Stated exercise = Could you rescale the records from the line with "instance, sample <point>619,586</point>." through the line with "<point>541,427</point>", both included, and reproduce only those lines? Keep each request and its sample point unchanged, and multiply every point coordinate in the answers by 0.9, rounding to whole numbers with halves rounded up.
════
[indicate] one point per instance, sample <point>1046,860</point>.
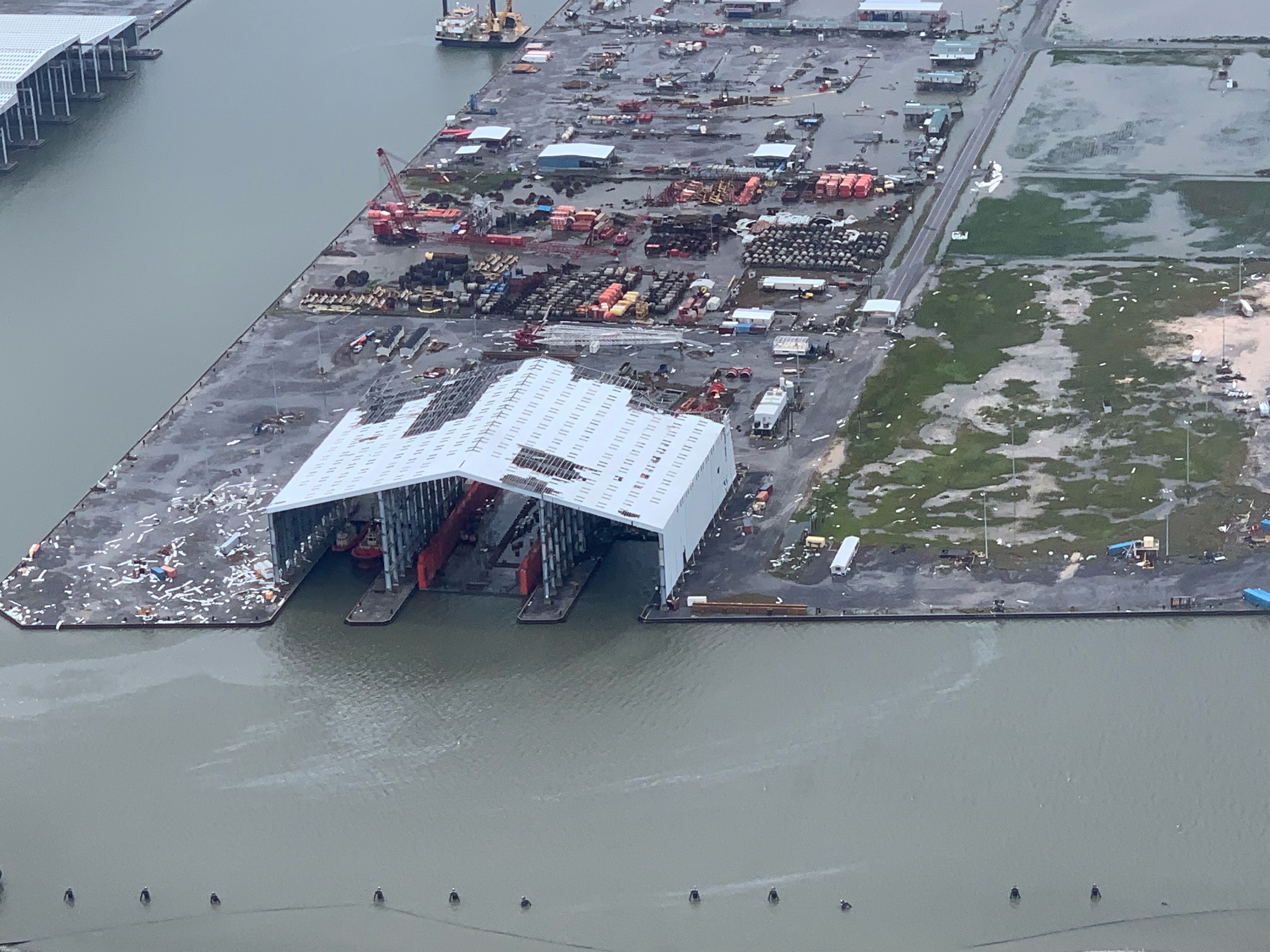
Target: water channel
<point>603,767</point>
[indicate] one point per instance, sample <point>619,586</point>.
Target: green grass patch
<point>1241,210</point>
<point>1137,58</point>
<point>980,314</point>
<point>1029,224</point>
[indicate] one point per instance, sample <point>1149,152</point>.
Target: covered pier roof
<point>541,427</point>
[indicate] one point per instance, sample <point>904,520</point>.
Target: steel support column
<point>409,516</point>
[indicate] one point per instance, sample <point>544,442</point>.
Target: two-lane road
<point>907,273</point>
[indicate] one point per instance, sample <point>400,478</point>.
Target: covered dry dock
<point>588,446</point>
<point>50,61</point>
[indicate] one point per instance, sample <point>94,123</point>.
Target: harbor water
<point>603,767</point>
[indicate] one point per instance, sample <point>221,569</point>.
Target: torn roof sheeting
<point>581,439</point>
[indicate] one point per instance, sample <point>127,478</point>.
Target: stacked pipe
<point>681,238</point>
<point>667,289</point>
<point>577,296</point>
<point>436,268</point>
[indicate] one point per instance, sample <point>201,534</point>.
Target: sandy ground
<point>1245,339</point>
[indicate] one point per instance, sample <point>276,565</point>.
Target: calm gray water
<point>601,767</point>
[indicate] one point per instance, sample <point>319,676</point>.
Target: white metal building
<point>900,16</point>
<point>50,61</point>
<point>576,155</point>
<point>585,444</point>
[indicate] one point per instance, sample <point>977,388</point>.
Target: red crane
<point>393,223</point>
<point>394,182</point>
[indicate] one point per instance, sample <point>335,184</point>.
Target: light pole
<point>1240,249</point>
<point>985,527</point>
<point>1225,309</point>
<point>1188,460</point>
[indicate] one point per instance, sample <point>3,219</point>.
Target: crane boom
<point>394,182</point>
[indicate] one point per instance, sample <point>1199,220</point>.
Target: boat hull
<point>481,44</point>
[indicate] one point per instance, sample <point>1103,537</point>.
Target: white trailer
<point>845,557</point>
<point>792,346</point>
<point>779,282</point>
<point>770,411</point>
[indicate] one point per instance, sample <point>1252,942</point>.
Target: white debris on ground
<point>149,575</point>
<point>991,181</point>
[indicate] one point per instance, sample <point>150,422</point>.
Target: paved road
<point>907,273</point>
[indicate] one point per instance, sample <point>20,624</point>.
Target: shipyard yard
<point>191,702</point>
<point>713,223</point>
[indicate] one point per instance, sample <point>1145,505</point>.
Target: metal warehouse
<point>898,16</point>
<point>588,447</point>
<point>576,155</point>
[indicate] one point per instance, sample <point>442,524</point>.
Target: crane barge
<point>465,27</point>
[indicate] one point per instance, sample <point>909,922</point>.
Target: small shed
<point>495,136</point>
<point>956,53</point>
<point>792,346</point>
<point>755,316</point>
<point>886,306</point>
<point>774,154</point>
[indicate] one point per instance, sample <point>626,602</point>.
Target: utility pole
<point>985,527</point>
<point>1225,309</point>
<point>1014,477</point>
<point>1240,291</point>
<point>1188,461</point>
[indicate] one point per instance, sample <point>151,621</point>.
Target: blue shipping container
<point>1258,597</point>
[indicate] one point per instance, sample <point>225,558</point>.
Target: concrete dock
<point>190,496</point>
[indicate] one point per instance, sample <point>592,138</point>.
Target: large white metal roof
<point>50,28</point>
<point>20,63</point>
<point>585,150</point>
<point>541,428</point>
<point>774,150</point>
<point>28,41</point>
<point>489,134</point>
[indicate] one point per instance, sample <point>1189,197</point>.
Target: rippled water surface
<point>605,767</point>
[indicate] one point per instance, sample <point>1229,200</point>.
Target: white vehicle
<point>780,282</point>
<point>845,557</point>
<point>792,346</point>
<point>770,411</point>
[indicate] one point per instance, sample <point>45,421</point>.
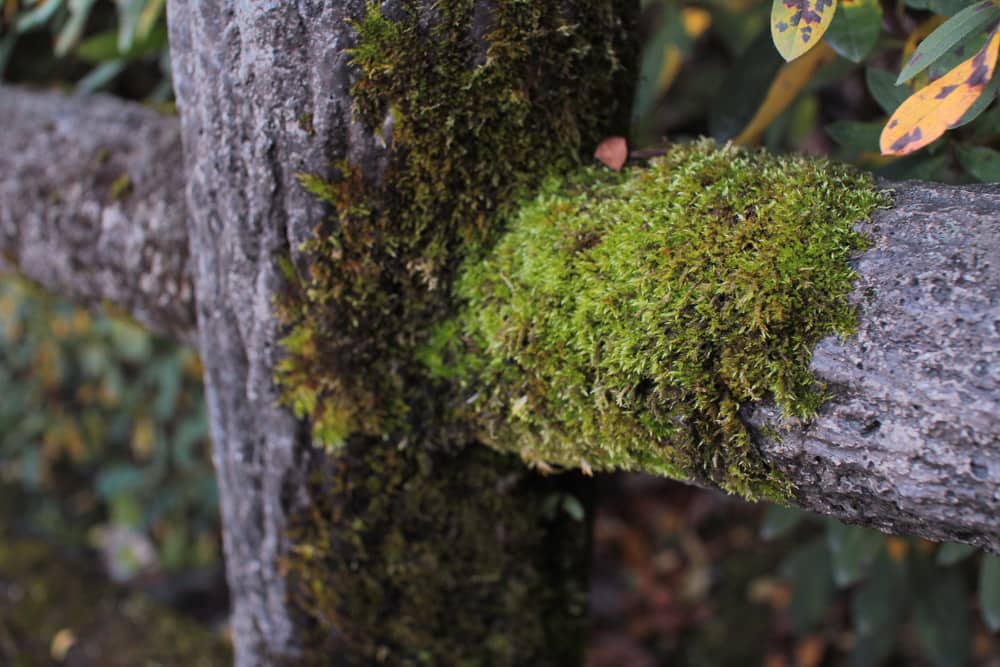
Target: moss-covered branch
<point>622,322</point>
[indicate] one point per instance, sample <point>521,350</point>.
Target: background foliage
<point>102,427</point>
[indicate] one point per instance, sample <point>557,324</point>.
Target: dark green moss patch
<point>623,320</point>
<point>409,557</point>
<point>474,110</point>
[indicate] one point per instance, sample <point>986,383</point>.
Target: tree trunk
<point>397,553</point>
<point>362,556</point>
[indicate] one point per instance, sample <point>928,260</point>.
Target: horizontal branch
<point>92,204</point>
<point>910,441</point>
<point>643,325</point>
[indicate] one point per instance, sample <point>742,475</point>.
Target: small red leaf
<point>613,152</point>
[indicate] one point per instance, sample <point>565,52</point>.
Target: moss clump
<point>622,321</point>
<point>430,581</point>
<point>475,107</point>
════
Response below =
[indicate] one point per instance, sample <point>619,586</point>.
Target: green grass patch
<point>1117,189</point>
<point>1023,52</point>
<point>882,283</point>
<point>926,202</point>
[indicate] one point per instance, sample <point>1149,152</point>.
Target: covered pier roof
<point>487,384</point>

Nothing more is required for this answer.